AIM.
Reproduce each record exactly.

········

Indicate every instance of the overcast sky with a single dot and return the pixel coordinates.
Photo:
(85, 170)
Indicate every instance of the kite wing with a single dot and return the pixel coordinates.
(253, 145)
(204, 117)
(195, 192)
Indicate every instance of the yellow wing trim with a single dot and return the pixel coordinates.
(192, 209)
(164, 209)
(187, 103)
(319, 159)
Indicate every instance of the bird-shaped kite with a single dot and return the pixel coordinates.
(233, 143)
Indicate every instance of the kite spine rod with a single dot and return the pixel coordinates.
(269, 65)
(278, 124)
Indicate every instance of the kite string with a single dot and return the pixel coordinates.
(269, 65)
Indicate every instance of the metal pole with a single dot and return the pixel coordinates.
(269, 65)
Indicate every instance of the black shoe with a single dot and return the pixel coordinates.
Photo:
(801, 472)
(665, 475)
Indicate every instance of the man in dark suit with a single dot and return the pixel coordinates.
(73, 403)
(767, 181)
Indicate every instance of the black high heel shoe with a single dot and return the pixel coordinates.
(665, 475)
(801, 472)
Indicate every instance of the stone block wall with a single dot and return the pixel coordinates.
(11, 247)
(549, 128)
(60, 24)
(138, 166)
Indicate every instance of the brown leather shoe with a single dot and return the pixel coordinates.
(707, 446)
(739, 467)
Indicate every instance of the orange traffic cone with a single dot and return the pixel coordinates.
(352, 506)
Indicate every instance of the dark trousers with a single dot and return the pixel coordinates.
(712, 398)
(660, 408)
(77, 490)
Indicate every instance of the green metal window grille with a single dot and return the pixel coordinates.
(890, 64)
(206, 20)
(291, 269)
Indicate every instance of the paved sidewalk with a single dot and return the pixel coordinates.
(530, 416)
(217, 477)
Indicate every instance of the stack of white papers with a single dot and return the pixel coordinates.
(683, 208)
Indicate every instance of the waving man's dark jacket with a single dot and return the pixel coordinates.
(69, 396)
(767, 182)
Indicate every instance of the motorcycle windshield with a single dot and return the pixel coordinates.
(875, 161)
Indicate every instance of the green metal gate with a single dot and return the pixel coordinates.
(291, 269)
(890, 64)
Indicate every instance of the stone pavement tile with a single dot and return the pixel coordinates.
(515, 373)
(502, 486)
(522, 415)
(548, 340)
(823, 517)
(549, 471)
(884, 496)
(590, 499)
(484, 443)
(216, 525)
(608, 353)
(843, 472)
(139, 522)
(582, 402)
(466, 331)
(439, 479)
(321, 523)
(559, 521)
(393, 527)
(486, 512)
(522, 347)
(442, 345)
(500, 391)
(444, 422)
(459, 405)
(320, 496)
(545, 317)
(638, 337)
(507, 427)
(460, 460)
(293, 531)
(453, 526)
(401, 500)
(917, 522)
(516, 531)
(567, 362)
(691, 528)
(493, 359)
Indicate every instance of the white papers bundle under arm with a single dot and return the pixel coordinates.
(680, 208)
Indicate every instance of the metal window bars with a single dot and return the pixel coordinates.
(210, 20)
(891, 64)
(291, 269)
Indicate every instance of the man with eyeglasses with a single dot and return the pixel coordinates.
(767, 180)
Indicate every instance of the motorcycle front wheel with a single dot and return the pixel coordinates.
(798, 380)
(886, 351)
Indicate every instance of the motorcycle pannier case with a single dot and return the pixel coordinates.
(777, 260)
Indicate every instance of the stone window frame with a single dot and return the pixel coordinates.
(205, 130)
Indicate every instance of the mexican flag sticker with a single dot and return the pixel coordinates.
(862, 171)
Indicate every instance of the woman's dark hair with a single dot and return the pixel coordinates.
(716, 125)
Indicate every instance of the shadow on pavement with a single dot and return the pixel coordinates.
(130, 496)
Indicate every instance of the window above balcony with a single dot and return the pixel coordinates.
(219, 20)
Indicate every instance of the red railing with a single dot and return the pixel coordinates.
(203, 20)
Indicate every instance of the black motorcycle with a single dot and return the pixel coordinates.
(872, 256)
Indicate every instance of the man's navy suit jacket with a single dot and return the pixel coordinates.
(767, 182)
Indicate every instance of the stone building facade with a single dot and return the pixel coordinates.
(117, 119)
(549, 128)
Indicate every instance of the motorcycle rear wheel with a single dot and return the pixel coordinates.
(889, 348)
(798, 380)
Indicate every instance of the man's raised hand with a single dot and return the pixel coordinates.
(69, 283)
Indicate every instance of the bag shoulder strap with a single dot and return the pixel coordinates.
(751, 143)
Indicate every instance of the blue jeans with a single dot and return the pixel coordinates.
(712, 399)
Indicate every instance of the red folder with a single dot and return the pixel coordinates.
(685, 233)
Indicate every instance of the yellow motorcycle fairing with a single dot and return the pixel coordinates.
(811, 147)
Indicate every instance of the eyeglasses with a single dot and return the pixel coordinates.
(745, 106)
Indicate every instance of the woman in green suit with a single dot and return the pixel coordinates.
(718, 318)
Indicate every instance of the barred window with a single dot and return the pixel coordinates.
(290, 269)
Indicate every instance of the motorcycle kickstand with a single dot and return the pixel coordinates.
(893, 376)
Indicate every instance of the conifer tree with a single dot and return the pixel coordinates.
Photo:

········

FINAL RESULT.
Indicate every instance of the overcast sky with a single dot and return the pixel coordinates.
Photo:
(85, 170)
Indicate every instance of the kite wing with a single dot and return the pixel coordinates.
(253, 145)
(204, 117)
(195, 192)
Indicate every instance of the yellow wing trim with a single dot and return the pixel coordinates.
(192, 209)
(164, 209)
(187, 103)
(319, 159)
Indicate every instance of the bird-shaped kite with a single dot and return the pixel coordinates.
(233, 143)
Indicate every instance of the kite spine rod with a single dot and return the pixel coordinates.
(269, 65)
(278, 124)
Indicate every instance of the kite string with a single dot and return the pixel coordinates.
(269, 65)
Indicate every instance of the metal pole with a single dot and return the pixel coordinates.
(269, 65)
Indicate every instance of the black shoe with a single dot and return the pixel coordinates.
Photo:
(801, 472)
(665, 475)
Indicate every instance of the man in dark suit with a single dot and return the pixel coordinates.
(73, 403)
(767, 181)
Indicate every instance of the black high heel shoe with a single dot and return the pixel coordinates.
(665, 475)
(801, 472)
Indicate every instance of the stone block wall with a single dot and return the pixel coordinates.
(11, 247)
(549, 128)
(60, 24)
(138, 166)
Indicate every instance of the brown leather shoe with a single dot and return the pixel coordinates.
(707, 446)
(739, 467)
Indicate every instance of the orange traffic cone with a single dot and return the pixel coordinates.
(352, 506)
Indicate every instance of the dark trousers with a single dot and return the pixel coordinates.
(712, 398)
(660, 408)
(77, 490)
Indicate every instance of the green metal window grille with a single dot and return the pixel coordinates.
(890, 64)
(206, 20)
(291, 269)
Indicate every instance of the paved sidewalk with a single dot and return the pixel coordinates.
(530, 416)
(217, 477)
Indicate every instance of the stack of white papers with a single dot and return the pixel coordinates.
(683, 208)
Indicate every instance of the waving man's dark jacket with a single dot and return the pixel coordinates.
(69, 396)
(767, 182)
Indicate every instance of the motorcycle windshield with a single dot and return the pixel coordinates.
(875, 161)
Indicate every instance of the green metal gate with a single dot and return the pixel coordinates.
(291, 269)
(890, 64)
Indicate every instance of the stone pavement tile with a single dot and return the pixel coordinates.
(515, 373)
(502, 486)
(522, 415)
(548, 340)
(823, 517)
(549, 471)
(884, 496)
(590, 499)
(484, 443)
(216, 525)
(608, 353)
(843, 472)
(139, 522)
(582, 402)
(466, 331)
(439, 479)
(321, 523)
(559, 521)
(393, 527)
(486, 512)
(522, 347)
(442, 345)
(500, 391)
(444, 422)
(459, 405)
(320, 496)
(545, 317)
(638, 337)
(507, 427)
(460, 460)
(293, 531)
(453, 526)
(401, 500)
(917, 522)
(516, 531)
(567, 362)
(691, 528)
(493, 359)
Indicate every instance of the white papers bundle under arm with a single dot and return the pixel coordinates.
(680, 208)
Indicate every instance of the metal window bars with a single dot and return the pixel coordinates.
(210, 20)
(891, 64)
(291, 269)
Indicate every instance of the man with eyeglasses with a single dot and return the pixel coordinates.
(767, 180)
Indicate every instance of the motorcycle front wheel with a single dot and return the pixel coordinates.
(798, 380)
(886, 351)
Indicate every instance of the motorcycle pannier case with a single dot and return the pixel coordinates.
(777, 260)
Indicate every instance of the stone window frame with a single dot and return the pixel coordinates.
(205, 130)
Indicate every instance of the mexican flag sticker with a single dot and return the pixel coordinates.
(862, 171)
Indicate every instance of the woman's dark hair with a single dot and return the pixel coordinates.
(716, 125)
Indicate every instance of the shadow on pavement with a single dot and return the pixel coordinates.
(130, 496)
Indicate every instance of the window above balcony with a single dot and return the pixel coordinates.
(219, 20)
Indicate every instance of the red railing with a single dot and return the pixel coordinates.
(203, 20)
Indicate every instance of the black motorcycle with a single dot and return the pixel coordinates.
(872, 256)
Indicate every instance of the man's navy suit jacket with a single dot and return the pixel coordinates.
(767, 182)
Indicate every instance of the stone building facade with a single dot and return the pixel coordinates.
(117, 119)
(549, 128)
Indicate every instance of the motorcycle rear wheel with a single dot and return the pixel coordinates.
(889, 348)
(798, 380)
Indicate every instance of the man's raised hand with a single dot and return the pixel coordinates.
(69, 283)
Indicate every instance of the bag shoulder strap with a single dot and return the pixel coordinates.
(751, 143)
Indicate every instance of the blue jeans with a single dot and return the pixel coordinates.
(712, 399)
Indicate every instance of the red folder with a single dot and return the pixel coordinates.
(685, 233)
Indicate every instance of the yellow motorcycle fairing with a single dot and return the pixel coordinates.
(811, 147)
Indicate every instance of the eyeglasses with a single dot and return the pixel coordinates.
(745, 106)
Indicate every instance of the woman in green suit with a single dot and return the pixel coordinates.
(718, 318)
Indicate every instance of the barred window with a single dot and return the pixel coordinates.
(290, 269)
Indicate every instance of the motorcycle kickstand with a single dot and return the pixel coordinates.
(893, 376)
Indicate every instance of the conifer tree with a single dot and return the pixel coordinates.
Photo:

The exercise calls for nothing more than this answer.